◆ **TASK TO CARRY OUT**
Copy each line below that includes "large".

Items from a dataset
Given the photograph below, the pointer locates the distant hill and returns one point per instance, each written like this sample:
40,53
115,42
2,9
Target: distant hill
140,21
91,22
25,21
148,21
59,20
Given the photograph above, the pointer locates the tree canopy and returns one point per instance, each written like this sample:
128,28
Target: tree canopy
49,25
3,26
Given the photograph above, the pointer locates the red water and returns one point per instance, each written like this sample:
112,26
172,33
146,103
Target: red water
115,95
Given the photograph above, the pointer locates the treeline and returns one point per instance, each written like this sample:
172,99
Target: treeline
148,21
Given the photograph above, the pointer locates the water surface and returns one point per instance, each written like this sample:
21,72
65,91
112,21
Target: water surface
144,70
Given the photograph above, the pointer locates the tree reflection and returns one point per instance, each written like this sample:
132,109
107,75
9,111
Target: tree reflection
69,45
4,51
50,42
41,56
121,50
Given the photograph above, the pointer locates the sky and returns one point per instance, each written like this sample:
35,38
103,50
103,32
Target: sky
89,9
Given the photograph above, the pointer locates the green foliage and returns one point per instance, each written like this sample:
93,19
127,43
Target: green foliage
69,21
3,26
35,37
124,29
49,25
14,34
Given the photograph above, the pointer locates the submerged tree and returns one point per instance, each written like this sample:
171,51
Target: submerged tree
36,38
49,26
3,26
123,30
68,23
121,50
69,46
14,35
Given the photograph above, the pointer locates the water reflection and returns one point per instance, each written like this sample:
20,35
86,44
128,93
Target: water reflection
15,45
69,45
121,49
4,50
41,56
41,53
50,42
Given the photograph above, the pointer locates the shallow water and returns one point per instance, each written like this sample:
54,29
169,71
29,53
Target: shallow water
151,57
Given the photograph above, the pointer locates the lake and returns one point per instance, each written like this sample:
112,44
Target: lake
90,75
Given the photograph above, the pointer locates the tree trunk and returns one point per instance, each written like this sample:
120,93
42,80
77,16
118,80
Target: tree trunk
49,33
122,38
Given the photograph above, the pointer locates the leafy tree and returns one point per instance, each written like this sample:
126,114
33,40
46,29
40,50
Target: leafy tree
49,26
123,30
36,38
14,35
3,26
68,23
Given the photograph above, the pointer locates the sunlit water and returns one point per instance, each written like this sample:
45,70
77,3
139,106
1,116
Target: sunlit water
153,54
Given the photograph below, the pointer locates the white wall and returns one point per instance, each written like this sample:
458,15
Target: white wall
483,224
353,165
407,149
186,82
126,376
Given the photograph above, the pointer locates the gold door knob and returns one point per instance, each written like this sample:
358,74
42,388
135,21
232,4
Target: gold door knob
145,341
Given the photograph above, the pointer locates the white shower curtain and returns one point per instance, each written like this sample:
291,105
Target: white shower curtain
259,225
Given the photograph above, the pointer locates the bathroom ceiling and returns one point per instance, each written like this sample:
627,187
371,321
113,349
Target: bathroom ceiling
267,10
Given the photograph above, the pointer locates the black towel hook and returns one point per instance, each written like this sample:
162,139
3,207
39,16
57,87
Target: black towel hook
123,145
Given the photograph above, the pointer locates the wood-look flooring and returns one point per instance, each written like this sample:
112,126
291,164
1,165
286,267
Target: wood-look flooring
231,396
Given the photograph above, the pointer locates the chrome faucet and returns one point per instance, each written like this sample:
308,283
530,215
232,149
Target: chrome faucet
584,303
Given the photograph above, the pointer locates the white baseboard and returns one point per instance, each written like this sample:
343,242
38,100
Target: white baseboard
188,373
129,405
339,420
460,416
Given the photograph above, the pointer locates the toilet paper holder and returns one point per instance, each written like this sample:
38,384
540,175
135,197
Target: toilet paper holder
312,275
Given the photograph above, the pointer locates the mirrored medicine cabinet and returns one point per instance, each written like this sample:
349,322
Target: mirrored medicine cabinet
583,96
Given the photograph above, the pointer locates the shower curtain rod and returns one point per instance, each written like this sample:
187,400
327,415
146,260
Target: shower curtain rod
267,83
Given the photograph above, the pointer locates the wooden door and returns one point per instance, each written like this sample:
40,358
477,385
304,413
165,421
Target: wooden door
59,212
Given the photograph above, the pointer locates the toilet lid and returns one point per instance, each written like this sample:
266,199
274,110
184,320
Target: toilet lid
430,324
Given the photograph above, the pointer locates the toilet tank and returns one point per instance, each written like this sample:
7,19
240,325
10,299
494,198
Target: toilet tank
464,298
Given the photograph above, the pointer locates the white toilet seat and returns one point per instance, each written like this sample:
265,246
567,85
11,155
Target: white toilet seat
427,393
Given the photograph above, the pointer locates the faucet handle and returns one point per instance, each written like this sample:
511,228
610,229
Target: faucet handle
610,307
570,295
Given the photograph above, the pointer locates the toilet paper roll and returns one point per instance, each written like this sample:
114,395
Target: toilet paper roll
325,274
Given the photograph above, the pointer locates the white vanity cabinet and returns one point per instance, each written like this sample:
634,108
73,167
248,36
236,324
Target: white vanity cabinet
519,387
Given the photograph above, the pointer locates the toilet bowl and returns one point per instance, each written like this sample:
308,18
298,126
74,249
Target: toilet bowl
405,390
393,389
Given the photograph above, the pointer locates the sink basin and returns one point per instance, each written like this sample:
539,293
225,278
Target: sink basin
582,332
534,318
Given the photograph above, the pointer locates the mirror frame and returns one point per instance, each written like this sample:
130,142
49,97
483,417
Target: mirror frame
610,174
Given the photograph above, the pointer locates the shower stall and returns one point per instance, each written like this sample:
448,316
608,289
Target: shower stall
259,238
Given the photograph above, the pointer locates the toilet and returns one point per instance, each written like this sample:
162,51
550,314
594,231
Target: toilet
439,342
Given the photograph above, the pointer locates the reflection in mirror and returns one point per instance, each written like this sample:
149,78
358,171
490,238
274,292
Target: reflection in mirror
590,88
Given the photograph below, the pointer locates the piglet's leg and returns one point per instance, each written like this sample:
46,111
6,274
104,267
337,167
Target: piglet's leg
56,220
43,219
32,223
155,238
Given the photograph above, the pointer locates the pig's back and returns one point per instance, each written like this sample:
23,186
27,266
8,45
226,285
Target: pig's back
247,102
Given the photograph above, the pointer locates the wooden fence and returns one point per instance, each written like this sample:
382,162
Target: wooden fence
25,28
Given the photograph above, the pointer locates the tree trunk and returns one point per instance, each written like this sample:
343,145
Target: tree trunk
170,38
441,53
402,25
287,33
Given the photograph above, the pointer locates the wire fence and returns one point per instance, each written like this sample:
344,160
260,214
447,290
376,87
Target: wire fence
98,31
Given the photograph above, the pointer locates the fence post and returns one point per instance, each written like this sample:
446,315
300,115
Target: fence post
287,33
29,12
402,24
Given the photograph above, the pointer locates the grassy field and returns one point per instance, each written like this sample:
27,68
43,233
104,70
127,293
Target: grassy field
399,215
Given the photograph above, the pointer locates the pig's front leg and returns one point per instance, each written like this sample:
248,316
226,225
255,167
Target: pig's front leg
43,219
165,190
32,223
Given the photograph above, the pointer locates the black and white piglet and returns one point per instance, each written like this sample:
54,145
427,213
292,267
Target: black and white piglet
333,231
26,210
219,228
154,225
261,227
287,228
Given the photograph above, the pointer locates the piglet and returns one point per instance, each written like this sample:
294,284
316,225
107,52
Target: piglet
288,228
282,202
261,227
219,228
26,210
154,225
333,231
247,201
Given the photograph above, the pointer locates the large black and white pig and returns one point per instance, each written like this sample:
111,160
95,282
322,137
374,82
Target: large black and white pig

◆ **SOLVED EXERCISE**
Given the photograph above, the pointer locates the large black and white pig and returns one point per instance, each written like this sample:
Target: large black and white pig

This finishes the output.